__Exercise task 1__: Print the passage of the forum thread about grass taken from a yard from "## Redtwin (Feb" up to and including "two too much.".
__Exercise task 2__: In the forum thread about grass taken from a yard, what tool does MasterMech mention for popping out a plug?

__Selection__:
==*==

# Random guy takes grass from my yard



## Phids (Sep 24, 2020)

This is from my driveway camera from today. I saw on a different camera that they drove all the way down my block and only stopped in front of my house. It looks like the guy took grass from my yard, and off they went. Anyone know what the reason for this might have been?


----------



## Boy_meets_lawn (Sep 27, 2020)

He's going to sprig his yard a handful at a time.


----------



## 7824 (Oct 23, 2019)

Hmm. I want to believe they are admiring the lawn and just touching it to see if it's real. It's hard to ignore how premeditated the whole thing appears. It is odd. There could be a perfectly normal explanation. Stay aware if you run into them.


----------



## FATC1TY (Jul 12, 2017)

Phids said:


> This is from my driveway camera from today. I saw on a different camera that they drove all the way down my block and only stopped in front of my house. It looks like the guy took grass from my yard, and off they went. Anyone know what the reason for this might have been?


The people in the bubble are weird, and that's not surprising to me.

No idea though why someone would rip out a handful. I'd suggest cutting lower so there isn't much to grab. 😂


----------



## Redtwin (Feb 9, 2019)

I'm thinking he was taking some to compare with his yard to see if it is the same grass. Or he just hit the pipe a time or two too much.


----------



## DFW_Zoysia (May 31, 2019)

This is why I have planted random land mines and booby traps throughout my front yard.


----------



## lbb091919 (Apr 26, 2020)

Maybe he was checking to see if it was real? I've had that comment a few times


----------



## MasterMech (Sep 24, 2017)

Usually checking to see if it's natural or artificial turf.

Pop a plug out with a Pro-Plugger and offer to sell him a "Starter Kit" for $50. :lol:


----------

==*==

__Dataset content__:
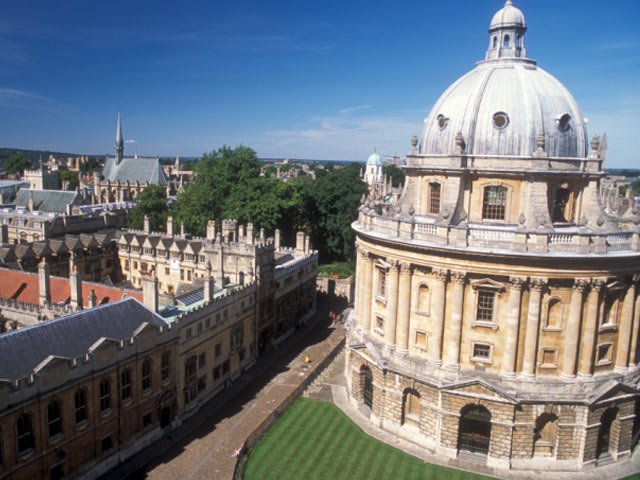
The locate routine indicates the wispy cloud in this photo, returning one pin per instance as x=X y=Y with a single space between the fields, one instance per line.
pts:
x=349 y=110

==*==

__Written response 1__:
## Redtwin (Feb 9, 2019)

I'm thinking he was taking some to compare with his yard to see if it is the same grass. Or he just hit the pipe a time or two too much.

__Written response 2__: A Pro-Plugger.